> [What this task involves] Add 45 to every coordinate number in the lines from the one holding "double glass door." through the last line, inclusive, and write out all of those lines again with the requests kept. Leave the pictures out of your answer.

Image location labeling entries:
^^^^

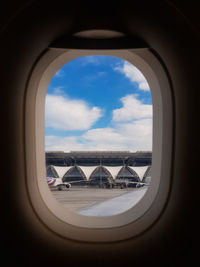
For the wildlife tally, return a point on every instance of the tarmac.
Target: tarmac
(78, 198)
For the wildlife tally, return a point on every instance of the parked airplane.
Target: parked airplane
(57, 182)
(32, 234)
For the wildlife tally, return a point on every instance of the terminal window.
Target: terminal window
(98, 135)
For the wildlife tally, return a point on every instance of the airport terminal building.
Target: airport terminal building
(99, 166)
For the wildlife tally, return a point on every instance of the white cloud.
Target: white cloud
(132, 109)
(132, 136)
(62, 113)
(134, 75)
(60, 73)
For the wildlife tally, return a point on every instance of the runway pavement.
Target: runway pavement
(77, 198)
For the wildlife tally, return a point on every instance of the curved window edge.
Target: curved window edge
(109, 228)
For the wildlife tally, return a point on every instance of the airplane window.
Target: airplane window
(98, 135)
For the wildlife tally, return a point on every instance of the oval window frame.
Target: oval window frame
(141, 216)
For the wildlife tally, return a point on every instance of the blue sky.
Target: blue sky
(98, 103)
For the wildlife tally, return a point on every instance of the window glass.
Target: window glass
(98, 135)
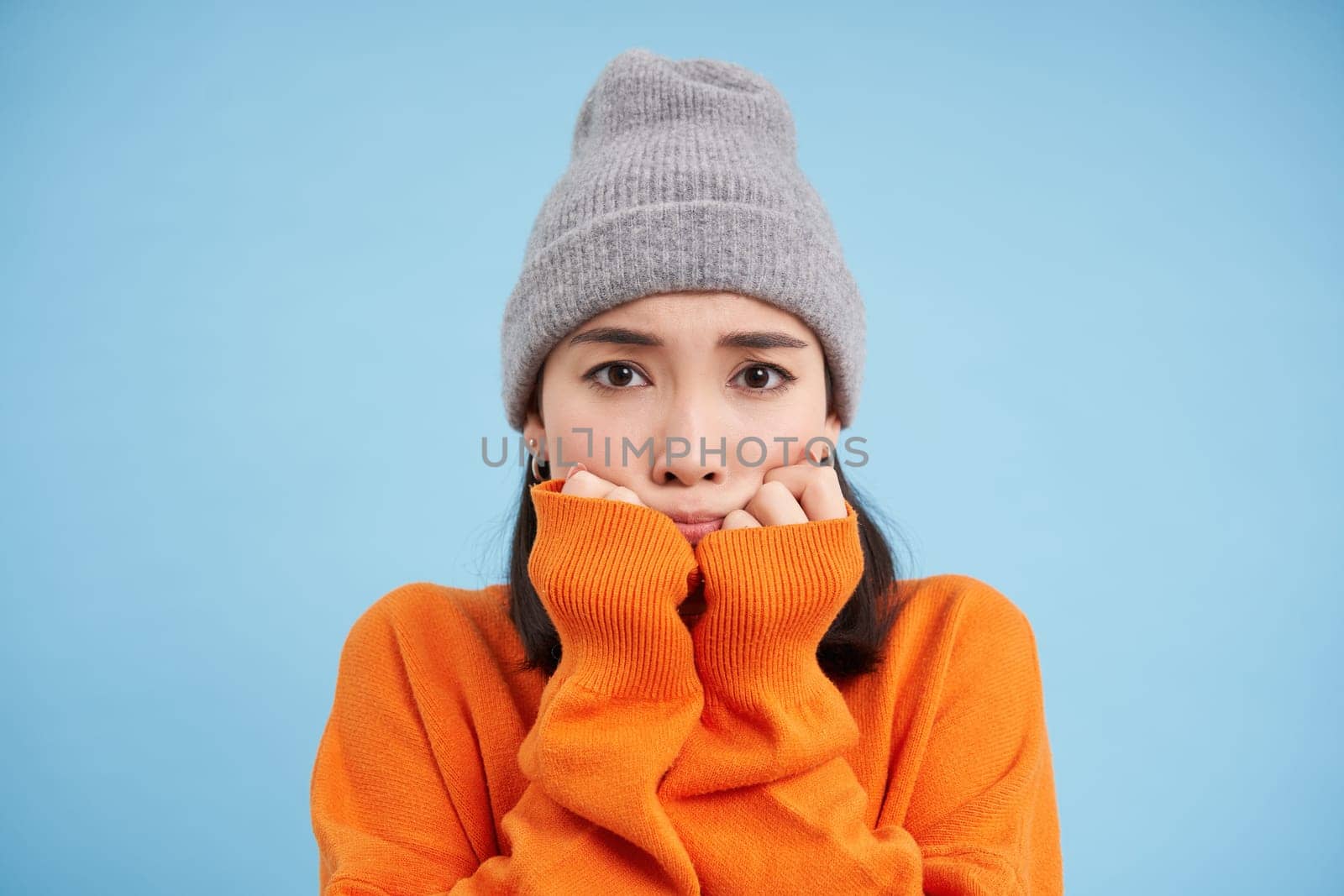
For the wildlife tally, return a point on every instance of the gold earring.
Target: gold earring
(537, 473)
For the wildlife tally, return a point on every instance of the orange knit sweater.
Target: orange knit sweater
(685, 757)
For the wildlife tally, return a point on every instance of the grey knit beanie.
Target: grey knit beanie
(683, 176)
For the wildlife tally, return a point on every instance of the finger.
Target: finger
(739, 520)
(774, 506)
(586, 485)
(622, 493)
(815, 488)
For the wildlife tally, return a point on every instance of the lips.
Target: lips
(696, 531)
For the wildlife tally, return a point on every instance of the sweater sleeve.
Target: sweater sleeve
(763, 794)
(609, 725)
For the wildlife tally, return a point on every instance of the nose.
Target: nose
(687, 449)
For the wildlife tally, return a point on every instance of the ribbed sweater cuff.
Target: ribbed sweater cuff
(611, 575)
(770, 595)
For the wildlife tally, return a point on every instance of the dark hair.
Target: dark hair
(855, 644)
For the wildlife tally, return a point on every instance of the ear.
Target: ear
(534, 434)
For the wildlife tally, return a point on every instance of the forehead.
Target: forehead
(701, 312)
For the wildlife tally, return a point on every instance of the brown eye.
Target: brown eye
(613, 376)
(759, 376)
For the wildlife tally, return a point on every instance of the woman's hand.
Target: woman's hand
(591, 485)
(611, 575)
(795, 493)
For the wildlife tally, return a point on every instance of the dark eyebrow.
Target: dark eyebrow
(737, 338)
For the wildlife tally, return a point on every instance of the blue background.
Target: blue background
(253, 265)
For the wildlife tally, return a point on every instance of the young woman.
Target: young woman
(703, 673)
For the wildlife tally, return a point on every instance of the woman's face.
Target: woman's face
(675, 372)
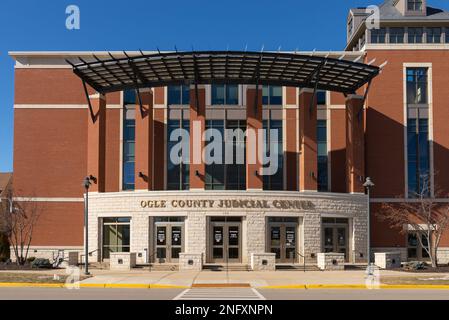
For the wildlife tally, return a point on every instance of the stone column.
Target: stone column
(96, 142)
(308, 167)
(197, 145)
(355, 144)
(144, 142)
(254, 179)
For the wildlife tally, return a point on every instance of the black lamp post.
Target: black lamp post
(86, 183)
(368, 185)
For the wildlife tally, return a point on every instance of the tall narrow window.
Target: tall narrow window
(225, 94)
(397, 35)
(434, 35)
(177, 168)
(215, 172)
(322, 155)
(275, 181)
(418, 145)
(321, 97)
(129, 136)
(415, 35)
(418, 156)
(271, 95)
(178, 95)
(378, 35)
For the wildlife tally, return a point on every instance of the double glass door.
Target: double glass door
(225, 239)
(169, 240)
(336, 239)
(283, 242)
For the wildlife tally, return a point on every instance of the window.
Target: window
(321, 98)
(177, 169)
(276, 181)
(396, 35)
(215, 172)
(129, 134)
(418, 157)
(271, 95)
(225, 94)
(178, 95)
(415, 35)
(236, 172)
(417, 85)
(116, 235)
(414, 5)
(418, 146)
(433, 35)
(378, 35)
(322, 155)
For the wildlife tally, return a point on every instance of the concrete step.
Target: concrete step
(224, 267)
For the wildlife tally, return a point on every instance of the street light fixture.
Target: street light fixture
(368, 185)
(87, 183)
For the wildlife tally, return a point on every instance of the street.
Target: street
(268, 294)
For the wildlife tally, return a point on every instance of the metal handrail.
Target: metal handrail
(82, 255)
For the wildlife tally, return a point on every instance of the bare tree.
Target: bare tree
(19, 218)
(422, 215)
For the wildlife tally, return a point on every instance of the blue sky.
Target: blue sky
(145, 24)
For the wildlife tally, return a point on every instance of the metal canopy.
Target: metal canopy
(224, 67)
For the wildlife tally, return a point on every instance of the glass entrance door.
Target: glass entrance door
(283, 242)
(225, 238)
(169, 242)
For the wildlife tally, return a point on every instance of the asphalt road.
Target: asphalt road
(169, 294)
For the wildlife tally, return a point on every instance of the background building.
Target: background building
(149, 205)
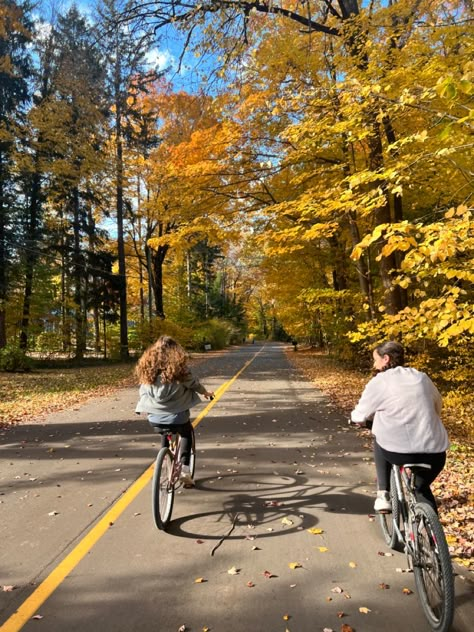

^^^^

> [Reply]
For the wildlife tally, return a point on every instance of the double glass door.
Target: double glass door
(270, 284)
(214, 285)
(381, 284)
(328, 287)
For the wildlife tally, return a point on every instance of the window.
Target: window
(366, 143)
(222, 214)
(321, 226)
(441, 80)
(260, 217)
(174, 179)
(463, 202)
(316, 140)
(270, 139)
(223, 140)
(460, 80)
(281, 217)
(462, 130)
(161, 280)
(459, 50)
(463, 191)
(478, 80)
(423, 80)
(367, 200)
For the wildlife tally, return a point on every instance of the concrete step.
Target: concrete step
(269, 312)
For the wildlife tally, return a point on every instance of the street light fixture.
Target: street light fixture
(413, 230)
(132, 228)
For the wildlife tally, return a point on every instance of the street.
Target: street
(313, 339)
For the wildlife tally, return a point on every instance of the metal handrail.
Target: metal handrail
(127, 300)
For the wildlife tally, return a point on every instance of the bare tree.
Target: bare tree
(64, 263)
(467, 260)
For the wildlife tally, return a point on every instance of the blue sky.
Target: blue sky
(190, 69)
For the wildlife tally, return a point on every instance of the metal canopy.
Target: metal canopy
(269, 112)
For the wildlife tally, return a point on every instance of the glass entrance door.
Target: glass entrance door
(328, 287)
(270, 283)
(214, 287)
For the wildlife tally, return a point on every instance of the asphalt road.
Target: asphalt road
(214, 339)
For the wildlife tally, return a point on every instance of the background building.
Target: background building
(194, 250)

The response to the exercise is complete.